**SELECTED EXTRACT**
________________________

Fix disabling prefix caching - Fix windowing checks.

2024-08-29 11:34:13 +02:00 · 2024-08-29 11:34:13 +02:00 · fc7ea202c2
parent bef2f6bdaa
commit fc7ea202c2
3 changed files with 11 additions and 9 deletions
--- a/launcher/src/main.rs
+++ b/launcher/src/main.rs
@ -104,6 +104,9 @@ fn resolve_attention(config: &Option<Config>, lora_adapters: &Option<String>) ->
                    tracing::info!("Forcing flash decoding because head dim is not supported by flashinfer, also disabling prefix caching");
                    attention = Some("flashdecoding".to_string());
                }
+                if prefix_caching.is_none() {
+                    prefix_caching = Some("0".to_string());
+                }
            }
        }
    }
--- a/router/src/server.rs
+++ b/router/src/server.rs
@ -1748,7 +1748,7 @@ pub async fn run(
        let mut tokenizer = Tokenizer::from_file(filename).ok();
        if let Some(tokenizer) = &mut tokenizer {
            if let Some(class) = &tokenizer_config.tokenizer_class {
-                if class == "LlamaTokenizer" || class == "LlamaTokenizerFast"{
+                if class == "LlamaTokenizer" || class == "LlamaTokenizerFast" || class == "CohereTokenizerFast"{
                    if let Ok(post_processor) = create_post_processor(tokenizer, &tokenizer_config) {
                        tracing::info!("Overriding LlamaTokenizer with TemplateProcessing to follow python override defined in https://github.com/huggingface/transformers/blob/4aa17d00690b7f82c95bb2949ea57e22c35b4336/src/transformers/models/llama/tokenization_llama_fast.py#L203-L205");
                        tokenizer.with_post_processor(post_processor);
--- a/server/text_generation_server/models/init.py
+++ b/server/text_generation_server/models/init.py
@ -497,12 +497,11 @@ def get_model(
        else -1
    )

________________________

**RECORDED INFORMATION**

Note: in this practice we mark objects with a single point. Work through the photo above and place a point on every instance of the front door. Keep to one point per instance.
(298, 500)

________________________

**GOAL A**
In the commit diff, which tokenizer class does the change in router/src/server.rs add to the condition alongside "LlamaTokenizer" and "LlamaTokenizerFast"?
**GOAL B**
Decide whether each statement agrees with the commit diff. Answer yes or no, and quote the deciding words.
(i) The commit touches three files.
(ii) In launcher/src/main.rs, the new code sets prefix caching to "1" when no value has been given.
(iii) The launcher code sets attention to "flashdecoding".
**GOAL C**
Rewrite as a short list the block of the commit diff that begins "2024-08-29 11:34:13 +02:00" and ends with the count of changed files. Keep its main facts.

**SOLUTION A**
CohereTokenizerFast

**SOLUTION B**
(i) Yes: "3 changed files with 11 additions and 9 deletions"
(ii) No: "prefix_caching = Some("0".to_string());"
(iii) Yes: "attention = Some("flashdecoding".to_string());"

**SOLUTION C**
- Timestamp: 2024-08-29 11:34:13 +02:00
- Commit: fc7ea202c2
- Parent: bef2f6bdaa
- Changes: 3 files, with 11 additions and 9 deletions